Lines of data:
☆ ☆ ☆ ☆ ☆ ☆ ☆

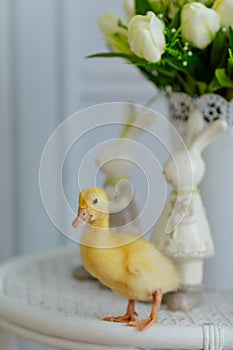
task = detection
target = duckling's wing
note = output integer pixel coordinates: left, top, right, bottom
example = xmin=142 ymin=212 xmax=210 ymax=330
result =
xmin=125 ymin=239 xmax=154 ymax=276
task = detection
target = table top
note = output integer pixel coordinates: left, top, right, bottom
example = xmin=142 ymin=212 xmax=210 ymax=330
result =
xmin=0 ymin=248 xmax=233 ymax=350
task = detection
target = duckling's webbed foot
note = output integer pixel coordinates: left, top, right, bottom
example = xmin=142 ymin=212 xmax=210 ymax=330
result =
xmin=103 ymin=300 xmax=138 ymax=323
xmin=127 ymin=289 xmax=162 ymax=332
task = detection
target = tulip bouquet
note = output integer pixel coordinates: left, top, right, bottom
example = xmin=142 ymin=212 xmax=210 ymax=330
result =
xmin=89 ymin=0 xmax=233 ymax=100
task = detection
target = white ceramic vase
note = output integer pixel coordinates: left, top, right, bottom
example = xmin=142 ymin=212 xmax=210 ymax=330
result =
xmin=169 ymin=93 xmax=233 ymax=289
xmin=152 ymin=93 xmax=233 ymax=311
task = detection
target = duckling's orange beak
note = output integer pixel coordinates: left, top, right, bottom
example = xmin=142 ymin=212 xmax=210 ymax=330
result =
xmin=72 ymin=208 xmax=92 ymax=228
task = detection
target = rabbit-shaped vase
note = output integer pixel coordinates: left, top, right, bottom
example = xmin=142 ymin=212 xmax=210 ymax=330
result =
xmin=151 ymin=110 xmax=227 ymax=311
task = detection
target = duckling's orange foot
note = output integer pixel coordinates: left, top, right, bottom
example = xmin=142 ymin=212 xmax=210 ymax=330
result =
xmin=103 ymin=300 xmax=138 ymax=323
xmin=103 ymin=313 xmax=138 ymax=323
xmin=127 ymin=316 xmax=157 ymax=332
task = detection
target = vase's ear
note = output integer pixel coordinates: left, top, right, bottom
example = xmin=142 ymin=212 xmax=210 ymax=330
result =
xmin=186 ymin=108 xmax=204 ymax=148
xmin=190 ymin=119 xmax=228 ymax=153
xmin=120 ymin=103 xmax=155 ymax=140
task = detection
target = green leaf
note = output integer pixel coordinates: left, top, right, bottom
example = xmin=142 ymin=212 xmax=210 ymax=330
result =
xmin=229 ymin=27 xmax=233 ymax=51
xmin=227 ymin=49 xmax=233 ymax=79
xmin=135 ymin=0 xmax=152 ymax=15
xmin=210 ymin=29 xmax=228 ymax=71
xmin=208 ymin=76 xmax=222 ymax=92
xmin=215 ymin=68 xmax=233 ymax=89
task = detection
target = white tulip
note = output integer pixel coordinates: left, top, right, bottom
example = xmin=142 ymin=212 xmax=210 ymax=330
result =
xmin=123 ymin=0 xmax=135 ymax=22
xmin=213 ymin=0 xmax=233 ymax=28
xmin=128 ymin=11 xmax=166 ymax=62
xmin=181 ymin=2 xmax=220 ymax=49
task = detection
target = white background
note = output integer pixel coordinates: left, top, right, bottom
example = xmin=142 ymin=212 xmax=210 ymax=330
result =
xmin=0 ymin=0 xmax=233 ymax=350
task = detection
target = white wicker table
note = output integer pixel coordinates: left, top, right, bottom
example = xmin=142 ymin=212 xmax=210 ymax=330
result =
xmin=0 ymin=248 xmax=233 ymax=350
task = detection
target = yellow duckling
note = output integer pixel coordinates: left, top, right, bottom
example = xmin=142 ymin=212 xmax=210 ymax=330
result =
xmin=73 ymin=187 xmax=179 ymax=331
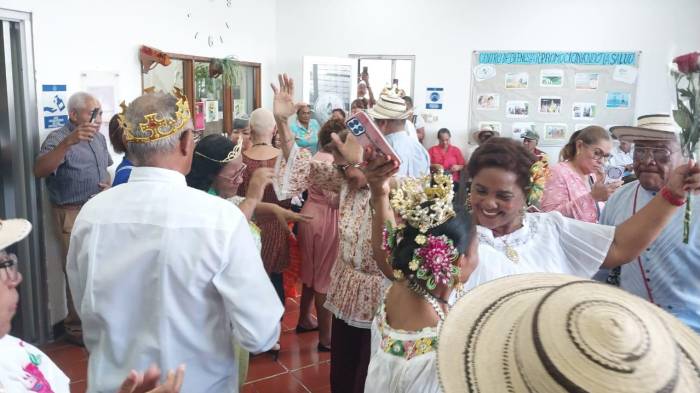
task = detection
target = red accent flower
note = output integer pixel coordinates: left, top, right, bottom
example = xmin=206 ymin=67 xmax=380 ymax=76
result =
xmin=673 ymin=52 xmax=700 ymax=74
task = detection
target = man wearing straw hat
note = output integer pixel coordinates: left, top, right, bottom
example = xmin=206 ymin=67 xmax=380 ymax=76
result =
xmin=596 ymin=115 xmax=700 ymax=332
xmin=67 ymin=90 xmax=284 ymax=393
xmin=367 ymin=89 xmax=430 ymax=177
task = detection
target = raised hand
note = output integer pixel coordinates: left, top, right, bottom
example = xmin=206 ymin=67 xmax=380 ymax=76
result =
xmin=666 ymin=160 xmax=700 ymax=198
xmin=64 ymin=123 xmax=100 ymax=146
xmin=331 ymin=133 xmax=365 ymax=164
xmin=118 ymin=364 xmax=185 ymax=393
xmin=363 ymin=154 xmax=399 ymax=197
xmin=270 ymin=74 xmax=299 ymax=121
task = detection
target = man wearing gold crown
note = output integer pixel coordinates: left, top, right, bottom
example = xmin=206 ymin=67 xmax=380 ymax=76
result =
xmin=67 ymin=91 xmax=283 ymax=393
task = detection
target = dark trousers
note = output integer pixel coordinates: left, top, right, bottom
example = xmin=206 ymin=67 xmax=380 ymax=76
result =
xmin=270 ymin=273 xmax=285 ymax=306
xmin=331 ymin=316 xmax=372 ymax=393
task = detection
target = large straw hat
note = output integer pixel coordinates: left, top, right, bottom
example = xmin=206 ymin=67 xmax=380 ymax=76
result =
xmin=0 ymin=218 xmax=32 ymax=250
xmin=437 ymin=274 xmax=700 ymax=393
xmin=367 ymin=89 xmax=411 ymax=120
xmin=610 ymin=115 xmax=681 ymax=142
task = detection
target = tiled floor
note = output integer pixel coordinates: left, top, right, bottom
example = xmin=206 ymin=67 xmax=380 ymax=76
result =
xmin=42 ymin=299 xmax=331 ymax=393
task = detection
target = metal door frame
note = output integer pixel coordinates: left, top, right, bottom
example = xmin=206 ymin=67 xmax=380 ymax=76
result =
xmin=0 ymin=8 xmax=51 ymax=343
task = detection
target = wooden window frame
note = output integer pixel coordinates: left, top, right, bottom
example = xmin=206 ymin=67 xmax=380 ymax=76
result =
xmin=141 ymin=52 xmax=262 ymax=133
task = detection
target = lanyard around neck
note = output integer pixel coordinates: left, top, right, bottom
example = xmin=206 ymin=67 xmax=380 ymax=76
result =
xmin=632 ymin=184 xmax=656 ymax=304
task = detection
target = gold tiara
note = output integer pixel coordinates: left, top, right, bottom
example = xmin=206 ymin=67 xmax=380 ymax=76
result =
xmin=194 ymin=137 xmax=243 ymax=164
xmin=391 ymin=171 xmax=455 ymax=233
xmin=119 ymin=87 xmax=192 ymax=143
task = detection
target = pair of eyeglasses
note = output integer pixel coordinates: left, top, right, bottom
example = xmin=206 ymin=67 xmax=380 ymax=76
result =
xmin=587 ymin=145 xmax=612 ymax=161
xmin=632 ymin=146 xmax=673 ymax=164
xmin=217 ymin=164 xmax=248 ymax=183
xmin=0 ymin=252 xmax=22 ymax=286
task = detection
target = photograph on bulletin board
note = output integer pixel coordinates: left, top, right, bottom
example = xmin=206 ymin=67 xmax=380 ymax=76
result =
xmin=469 ymin=51 xmax=640 ymax=151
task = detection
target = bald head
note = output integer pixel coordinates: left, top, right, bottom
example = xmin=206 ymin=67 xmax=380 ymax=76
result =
xmin=250 ymin=108 xmax=275 ymax=142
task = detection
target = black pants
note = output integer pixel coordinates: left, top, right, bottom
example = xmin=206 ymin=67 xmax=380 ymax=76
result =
xmin=331 ymin=315 xmax=372 ymax=393
xmin=270 ymin=273 xmax=284 ymax=306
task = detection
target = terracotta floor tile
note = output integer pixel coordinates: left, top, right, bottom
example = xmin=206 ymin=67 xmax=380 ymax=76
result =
xmin=240 ymin=383 xmax=258 ymax=393
xmin=41 ymin=298 xmax=330 ymax=393
xmin=292 ymin=362 xmax=331 ymax=392
xmin=254 ymin=373 xmax=309 ymax=393
xmin=246 ymin=353 xmax=288 ymax=382
xmin=47 ymin=345 xmax=88 ymax=369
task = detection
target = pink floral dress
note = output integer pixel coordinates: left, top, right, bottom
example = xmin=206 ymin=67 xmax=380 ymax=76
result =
xmin=275 ymin=146 xmax=384 ymax=329
xmin=540 ymin=161 xmax=603 ymax=223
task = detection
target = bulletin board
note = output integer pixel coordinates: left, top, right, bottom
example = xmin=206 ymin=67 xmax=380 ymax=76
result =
xmin=469 ymin=51 xmax=640 ymax=146
xmin=302 ymin=56 xmax=357 ymax=124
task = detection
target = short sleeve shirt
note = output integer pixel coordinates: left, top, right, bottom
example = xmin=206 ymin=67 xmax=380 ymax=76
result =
xmin=39 ymin=122 xmax=112 ymax=205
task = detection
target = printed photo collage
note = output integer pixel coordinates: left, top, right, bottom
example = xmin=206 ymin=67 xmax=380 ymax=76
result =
xmin=472 ymin=65 xmax=635 ymax=145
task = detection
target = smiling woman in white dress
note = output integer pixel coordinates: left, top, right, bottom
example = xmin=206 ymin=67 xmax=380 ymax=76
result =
xmin=367 ymin=138 xmax=700 ymax=289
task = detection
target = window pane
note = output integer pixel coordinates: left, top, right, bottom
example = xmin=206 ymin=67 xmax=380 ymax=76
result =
xmin=394 ymin=60 xmax=415 ymax=98
xmin=143 ymin=59 xmax=183 ymax=93
xmin=358 ymin=59 xmax=391 ymax=98
xmin=194 ymin=62 xmax=224 ymax=135
xmin=233 ymin=66 xmax=255 ymax=119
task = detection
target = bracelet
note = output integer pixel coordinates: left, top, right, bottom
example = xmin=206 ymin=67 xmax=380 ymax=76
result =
xmin=661 ymin=187 xmax=685 ymax=206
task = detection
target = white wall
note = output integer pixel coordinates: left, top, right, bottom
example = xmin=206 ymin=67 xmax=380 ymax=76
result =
xmin=0 ymin=0 xmax=276 ymax=323
xmin=277 ymin=0 xmax=700 ymax=153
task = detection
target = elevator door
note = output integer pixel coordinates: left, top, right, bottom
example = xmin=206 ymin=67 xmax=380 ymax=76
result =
xmin=0 ymin=9 xmax=50 ymax=343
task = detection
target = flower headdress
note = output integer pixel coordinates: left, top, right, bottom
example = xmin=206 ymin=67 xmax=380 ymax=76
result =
xmin=194 ymin=138 xmax=243 ymax=164
xmin=119 ymin=87 xmax=192 ymax=143
xmin=527 ymin=159 xmax=549 ymax=206
xmin=382 ymin=172 xmax=459 ymax=290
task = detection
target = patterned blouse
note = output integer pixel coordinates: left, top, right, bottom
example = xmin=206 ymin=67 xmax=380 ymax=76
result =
xmin=541 ymin=162 xmax=602 ymax=223
xmin=275 ymin=145 xmax=384 ymax=329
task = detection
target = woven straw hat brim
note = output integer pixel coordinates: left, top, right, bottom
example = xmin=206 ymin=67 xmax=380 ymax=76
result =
xmin=438 ymin=274 xmax=700 ymax=393
xmin=437 ymin=274 xmax=580 ymax=393
xmin=610 ymin=115 xmax=680 ymax=142
xmin=510 ymin=281 xmax=700 ymax=393
xmin=0 ymin=218 xmax=32 ymax=250
xmin=367 ymin=94 xmax=409 ymax=120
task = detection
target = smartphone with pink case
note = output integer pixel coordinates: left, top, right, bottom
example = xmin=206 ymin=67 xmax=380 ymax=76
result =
xmin=345 ymin=112 xmax=401 ymax=164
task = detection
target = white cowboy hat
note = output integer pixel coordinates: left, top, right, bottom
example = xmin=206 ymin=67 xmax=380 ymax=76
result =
xmin=0 ymin=218 xmax=32 ymax=250
xmin=437 ymin=273 xmax=700 ymax=393
xmin=471 ymin=125 xmax=501 ymax=144
xmin=610 ymin=114 xmax=681 ymax=142
xmin=367 ymin=89 xmax=411 ymax=120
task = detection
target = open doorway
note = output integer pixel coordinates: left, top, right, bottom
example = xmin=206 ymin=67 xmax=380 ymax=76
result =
xmin=0 ymin=9 xmax=50 ymax=343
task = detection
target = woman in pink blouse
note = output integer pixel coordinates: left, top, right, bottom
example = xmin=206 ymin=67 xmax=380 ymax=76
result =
xmin=428 ymin=128 xmax=464 ymax=184
xmin=541 ymin=126 xmax=622 ymax=223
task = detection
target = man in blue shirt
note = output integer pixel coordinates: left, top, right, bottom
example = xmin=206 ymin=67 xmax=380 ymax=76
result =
xmin=34 ymin=92 xmax=112 ymax=344
xmin=290 ymin=105 xmax=321 ymax=154
xmin=596 ymin=115 xmax=700 ymax=332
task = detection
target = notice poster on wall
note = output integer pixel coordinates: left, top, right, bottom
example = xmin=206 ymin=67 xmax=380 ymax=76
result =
xmin=302 ymin=56 xmax=357 ymax=124
xmin=41 ymin=85 xmax=68 ymax=130
xmin=469 ymin=51 xmax=640 ymax=147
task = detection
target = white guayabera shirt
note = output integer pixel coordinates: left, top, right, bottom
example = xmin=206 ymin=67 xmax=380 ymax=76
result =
xmin=67 ymin=167 xmax=284 ymax=393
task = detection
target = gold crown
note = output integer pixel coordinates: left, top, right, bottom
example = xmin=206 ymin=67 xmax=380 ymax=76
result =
xmin=119 ymin=87 xmax=192 ymax=143
xmin=391 ymin=171 xmax=455 ymax=233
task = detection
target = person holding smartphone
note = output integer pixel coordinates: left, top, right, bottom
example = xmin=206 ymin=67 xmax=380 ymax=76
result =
xmin=34 ymin=92 xmax=112 ymax=345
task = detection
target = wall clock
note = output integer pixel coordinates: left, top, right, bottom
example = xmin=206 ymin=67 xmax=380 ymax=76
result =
xmin=187 ymin=0 xmax=232 ymax=48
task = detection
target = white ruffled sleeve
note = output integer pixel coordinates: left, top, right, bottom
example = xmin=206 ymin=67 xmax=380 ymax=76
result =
xmin=549 ymin=212 xmax=615 ymax=277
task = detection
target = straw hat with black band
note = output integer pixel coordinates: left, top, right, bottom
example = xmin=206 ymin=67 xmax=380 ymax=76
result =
xmin=367 ymin=89 xmax=411 ymax=120
xmin=0 ymin=218 xmax=32 ymax=250
xmin=437 ymin=273 xmax=700 ymax=393
xmin=610 ymin=114 xmax=681 ymax=143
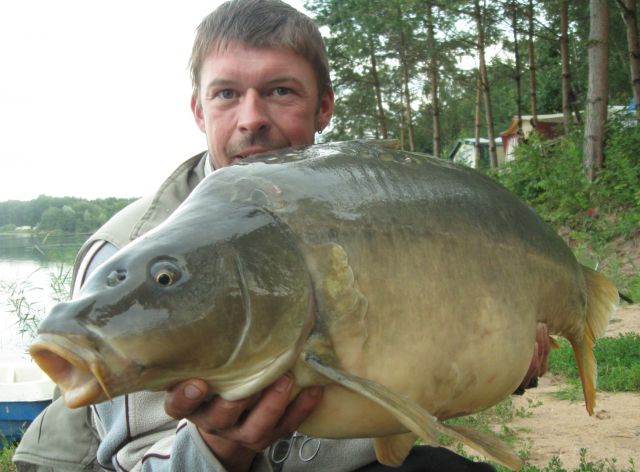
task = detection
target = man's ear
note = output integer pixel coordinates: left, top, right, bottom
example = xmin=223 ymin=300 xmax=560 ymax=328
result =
xmin=316 ymin=87 xmax=335 ymax=131
xmin=191 ymin=93 xmax=206 ymax=133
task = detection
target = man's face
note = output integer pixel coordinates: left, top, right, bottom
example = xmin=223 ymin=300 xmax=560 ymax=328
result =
xmin=191 ymin=43 xmax=333 ymax=168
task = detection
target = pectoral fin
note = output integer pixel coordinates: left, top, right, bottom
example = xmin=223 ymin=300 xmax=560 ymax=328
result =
xmin=373 ymin=433 xmax=418 ymax=467
xmin=304 ymin=351 xmax=522 ymax=470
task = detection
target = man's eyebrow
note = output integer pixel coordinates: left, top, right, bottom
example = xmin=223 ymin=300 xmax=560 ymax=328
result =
xmin=265 ymin=75 xmax=303 ymax=87
xmin=205 ymin=79 xmax=235 ymax=90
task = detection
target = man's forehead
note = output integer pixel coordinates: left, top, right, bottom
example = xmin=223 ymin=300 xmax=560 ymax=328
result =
xmin=201 ymin=44 xmax=316 ymax=87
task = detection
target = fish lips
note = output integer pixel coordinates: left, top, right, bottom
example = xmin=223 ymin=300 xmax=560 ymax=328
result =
xmin=29 ymin=334 xmax=125 ymax=408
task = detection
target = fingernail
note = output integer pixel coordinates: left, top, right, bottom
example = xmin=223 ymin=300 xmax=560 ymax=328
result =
xmin=275 ymin=375 xmax=291 ymax=393
xmin=184 ymin=384 xmax=202 ymax=400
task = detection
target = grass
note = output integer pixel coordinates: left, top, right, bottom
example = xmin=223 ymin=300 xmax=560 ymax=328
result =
xmin=439 ymin=391 xmax=637 ymax=472
xmin=441 ymin=333 xmax=640 ymax=472
xmin=549 ymin=333 xmax=640 ymax=401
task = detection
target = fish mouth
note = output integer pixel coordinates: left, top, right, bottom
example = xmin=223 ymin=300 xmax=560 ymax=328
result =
xmin=29 ymin=335 xmax=111 ymax=408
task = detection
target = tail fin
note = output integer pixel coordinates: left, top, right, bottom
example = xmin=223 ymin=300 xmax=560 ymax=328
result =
xmin=571 ymin=266 xmax=620 ymax=415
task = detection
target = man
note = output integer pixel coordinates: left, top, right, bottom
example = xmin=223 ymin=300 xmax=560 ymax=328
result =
xmin=14 ymin=0 xmax=548 ymax=471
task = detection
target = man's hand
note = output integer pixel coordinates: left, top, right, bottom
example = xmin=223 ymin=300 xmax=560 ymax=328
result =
xmin=165 ymin=375 xmax=322 ymax=471
xmin=514 ymin=323 xmax=551 ymax=395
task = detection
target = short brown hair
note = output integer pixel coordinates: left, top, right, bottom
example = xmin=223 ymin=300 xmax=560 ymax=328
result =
xmin=189 ymin=0 xmax=331 ymax=98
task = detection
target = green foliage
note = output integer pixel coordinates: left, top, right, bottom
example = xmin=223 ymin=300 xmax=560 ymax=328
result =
xmin=0 ymin=437 xmax=17 ymax=472
xmin=0 ymin=195 xmax=134 ymax=233
xmin=494 ymin=115 xmax=640 ymax=244
xmin=549 ymin=333 xmax=640 ymax=392
xmin=0 ymin=264 xmax=71 ymax=340
xmin=438 ymin=396 xmax=636 ymax=472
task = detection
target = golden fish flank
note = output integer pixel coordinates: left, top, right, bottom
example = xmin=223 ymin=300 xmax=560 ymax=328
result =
xmin=31 ymin=142 xmax=618 ymax=468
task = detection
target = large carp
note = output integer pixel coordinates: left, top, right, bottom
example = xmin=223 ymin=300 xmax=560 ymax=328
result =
xmin=30 ymin=142 xmax=618 ymax=468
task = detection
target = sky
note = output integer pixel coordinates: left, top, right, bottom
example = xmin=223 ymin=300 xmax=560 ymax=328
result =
xmin=0 ymin=0 xmax=302 ymax=202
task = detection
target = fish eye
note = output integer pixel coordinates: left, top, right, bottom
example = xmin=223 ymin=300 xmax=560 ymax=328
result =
xmin=151 ymin=262 xmax=181 ymax=287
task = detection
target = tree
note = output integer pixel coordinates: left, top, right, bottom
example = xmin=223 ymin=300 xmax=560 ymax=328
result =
xmin=474 ymin=0 xmax=498 ymax=169
xmin=527 ymin=0 xmax=538 ymax=123
xmin=508 ymin=0 xmax=522 ymax=135
xmin=425 ymin=1 xmax=442 ymax=158
xmin=560 ymin=0 xmax=571 ymax=134
xmin=616 ymin=0 xmax=640 ymax=115
xmin=583 ymin=0 xmax=609 ymax=181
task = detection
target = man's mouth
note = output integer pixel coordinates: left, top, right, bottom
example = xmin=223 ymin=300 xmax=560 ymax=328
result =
xmin=233 ymin=146 xmax=272 ymax=160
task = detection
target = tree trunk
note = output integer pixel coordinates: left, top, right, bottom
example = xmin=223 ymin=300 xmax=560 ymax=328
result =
xmin=617 ymin=0 xmax=640 ymax=116
xmin=583 ymin=0 xmax=609 ymax=181
xmin=560 ymin=0 xmax=571 ymax=134
xmin=511 ymin=0 xmax=522 ymax=137
xmin=398 ymin=8 xmax=416 ymax=151
xmin=427 ymin=2 xmax=442 ymax=159
xmin=474 ymin=0 xmax=498 ymax=169
xmin=369 ymin=36 xmax=389 ymax=139
xmin=528 ymin=0 xmax=538 ymax=124
xmin=473 ymin=74 xmax=482 ymax=169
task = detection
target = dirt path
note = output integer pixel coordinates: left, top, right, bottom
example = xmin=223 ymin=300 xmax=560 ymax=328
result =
xmin=509 ymin=304 xmax=640 ymax=471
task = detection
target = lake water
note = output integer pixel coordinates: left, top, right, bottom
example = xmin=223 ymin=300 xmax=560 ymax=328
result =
xmin=0 ymin=234 xmax=88 ymax=362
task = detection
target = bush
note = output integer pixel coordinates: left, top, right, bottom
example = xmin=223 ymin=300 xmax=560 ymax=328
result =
xmin=492 ymin=116 xmax=640 ymax=242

☆ ☆ ☆ ☆ ☆ ☆ ☆

Requirement: Give the data again, from the start down to the line containing "xmin=125 ymin=239 xmax=154 ymax=276", both ends included, with 133 added to every bounding-box coordinate in the results. Keep the pictures out of your answer.

Written solution:
task = detection
target = duckling's wing
note = output integer pixel coordinates: left, top, right, bottom
example = xmin=142 ymin=212 xmax=210 ymax=330
result =
xmin=258 ymin=372 xmax=287 ymax=409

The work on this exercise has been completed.